## Texto de lectura
──────
# Poner varistores...



## ELIUSM (Ago 23, 2009)

Hola a todos!

Quisiera saber solamente, por qué no se pone un varistor en la caja de fusibles de la casa, y así se le proteje entera contra sobrevoltajes.

Si un solo varistor (de 220V) fuera poco, por qué no poner varios en paralelo?

A casi todos mis aparatos le estoy poniendo uno... justamente porque hace una semana se me quemó un circuito de comienzo a fin al enchufar a la red el transformador que lo alimentaba.

Recomendaciones?

Gracias!


----------



## Chico3001 (Ago 23, 2009)

Por que un varistor se va degradando poco a poco hasta tener una falla catastrofica y ponerse en corto circuito.... por eso un circuito que contiene varistores se debe verificar cada cierto tiempo para controlar su funcionamiento


----------



## ELIUSM (Ago 24, 2009)

Pero... y si uno pone un varistor o más, después del fusible automático de la casa, y el día en que falle, habría nada más que un gran cortocircuito, protegido por el mismo fusible automático? Igual sería factible...

de hecho, si uno pone un varistor en cualquier parte, ya sea en un enchufe o algo así, el mismo cortocircuito se ejecutaría igual, no?

Saludos!


----------



## Chico3001 (Ago 24, 2009)

Sip... el dia en que el varistor falle entonces el fusible o la pastilla termomagnetica se encargarian de hacer el corte de suministro electrico

Toma en cuenta que un varistor se calcula en base a la energia que va a proteger, asi que si a la entrada de tu casa entonces necesitaras un arreglo bastante grande... fuera de eso y con los cuidados que ya se estan viendo es posible poner varistores....


----------



## snowboard (Ago 24, 2009)

Yo creo que funcionaría, pero deben estar instalados en el enchufe mas proximo al tablero con las protecciones, para que puedan cortocircuitar los transientes antes que entren a la casa.


----------



## ELIUSM (Ago 25, 2009)

Si, o también conectarlos debajo de las mismas protecciones...
Saludos!
──────
## Datos proporcionados
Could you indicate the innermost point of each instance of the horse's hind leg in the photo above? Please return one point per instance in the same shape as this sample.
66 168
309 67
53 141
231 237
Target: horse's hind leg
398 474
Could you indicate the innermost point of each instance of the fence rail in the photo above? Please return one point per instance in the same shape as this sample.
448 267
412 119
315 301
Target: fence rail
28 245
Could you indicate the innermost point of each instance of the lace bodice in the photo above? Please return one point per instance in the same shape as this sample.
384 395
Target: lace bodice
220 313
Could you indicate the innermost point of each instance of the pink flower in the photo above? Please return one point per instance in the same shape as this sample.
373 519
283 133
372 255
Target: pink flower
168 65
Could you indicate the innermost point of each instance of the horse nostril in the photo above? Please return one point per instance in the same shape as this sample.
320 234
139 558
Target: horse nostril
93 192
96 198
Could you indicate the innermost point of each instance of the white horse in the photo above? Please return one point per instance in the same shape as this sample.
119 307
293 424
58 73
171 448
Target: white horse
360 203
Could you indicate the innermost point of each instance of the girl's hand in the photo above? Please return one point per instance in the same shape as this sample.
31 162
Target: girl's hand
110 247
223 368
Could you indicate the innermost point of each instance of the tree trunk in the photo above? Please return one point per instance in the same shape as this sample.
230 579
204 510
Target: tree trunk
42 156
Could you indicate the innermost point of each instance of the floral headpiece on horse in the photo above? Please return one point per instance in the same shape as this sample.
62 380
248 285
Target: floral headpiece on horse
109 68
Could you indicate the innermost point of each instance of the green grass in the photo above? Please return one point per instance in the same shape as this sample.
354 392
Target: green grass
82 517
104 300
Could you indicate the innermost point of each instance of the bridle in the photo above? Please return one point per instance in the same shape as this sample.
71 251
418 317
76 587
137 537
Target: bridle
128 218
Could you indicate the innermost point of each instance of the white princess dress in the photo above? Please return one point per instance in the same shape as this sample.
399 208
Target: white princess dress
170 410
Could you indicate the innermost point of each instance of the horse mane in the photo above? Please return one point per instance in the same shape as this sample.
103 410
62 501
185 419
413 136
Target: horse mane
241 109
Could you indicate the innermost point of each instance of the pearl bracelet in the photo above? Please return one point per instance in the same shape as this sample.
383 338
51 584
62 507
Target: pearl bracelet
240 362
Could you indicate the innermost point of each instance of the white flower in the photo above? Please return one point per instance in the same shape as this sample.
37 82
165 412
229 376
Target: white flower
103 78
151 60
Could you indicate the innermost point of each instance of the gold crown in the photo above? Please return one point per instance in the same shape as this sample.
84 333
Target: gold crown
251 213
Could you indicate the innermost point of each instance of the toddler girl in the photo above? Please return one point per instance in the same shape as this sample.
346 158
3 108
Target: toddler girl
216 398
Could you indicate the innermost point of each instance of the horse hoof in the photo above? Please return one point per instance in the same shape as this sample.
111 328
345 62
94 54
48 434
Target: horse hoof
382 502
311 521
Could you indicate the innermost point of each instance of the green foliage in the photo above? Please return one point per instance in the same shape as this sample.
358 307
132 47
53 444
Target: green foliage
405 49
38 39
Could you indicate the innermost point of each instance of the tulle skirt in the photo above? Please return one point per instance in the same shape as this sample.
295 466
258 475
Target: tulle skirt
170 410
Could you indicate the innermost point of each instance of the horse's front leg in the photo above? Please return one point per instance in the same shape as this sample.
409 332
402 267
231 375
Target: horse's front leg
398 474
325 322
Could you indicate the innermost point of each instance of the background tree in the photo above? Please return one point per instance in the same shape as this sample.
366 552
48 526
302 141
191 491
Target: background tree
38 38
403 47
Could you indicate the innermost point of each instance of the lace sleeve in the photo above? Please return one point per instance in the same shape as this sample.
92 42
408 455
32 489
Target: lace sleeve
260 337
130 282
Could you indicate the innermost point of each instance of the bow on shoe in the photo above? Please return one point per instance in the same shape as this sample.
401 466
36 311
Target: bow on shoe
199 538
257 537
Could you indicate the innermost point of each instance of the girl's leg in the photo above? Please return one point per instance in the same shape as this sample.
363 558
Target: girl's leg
──────
## Enunciado 1
Según el hilo sobre varistores, ¿por qué hay que revisar cada cierto tiempo un circuito que tiene varistores? Responde en una a tres oraciones.
## Enunciado 2
Transcribe del hilo sobre varistores todo lo que va desde "Pero... y si" hasta "Chico3001 (Ago 24, 2009)".
Las líneas son un material aparte, independiente del hilo.

## Solución 1
Un varistor se va degradando poco a poco hasta sufrir una falla catastrófica y quedar en cortocircuito. Por eso un circuito con varistores debe verificarse cada cierto tiempo para controlar que funcione.

## Solución 2
Pero... y si uno pone un varistor o más, después del fusible automático de la casa, y el día en que falle, habría nada más que un gran cortocircuito, protegido por el mismo fusible automático? Igual sería factible...

de hecho, si uno pone un varistor en cualquier parte, ya sea en un enchufe o algo así, el mismo cortocircuito se ejecutaría igual, no?

Saludos!


----------



## Chico3001 (Ago 24, 2009)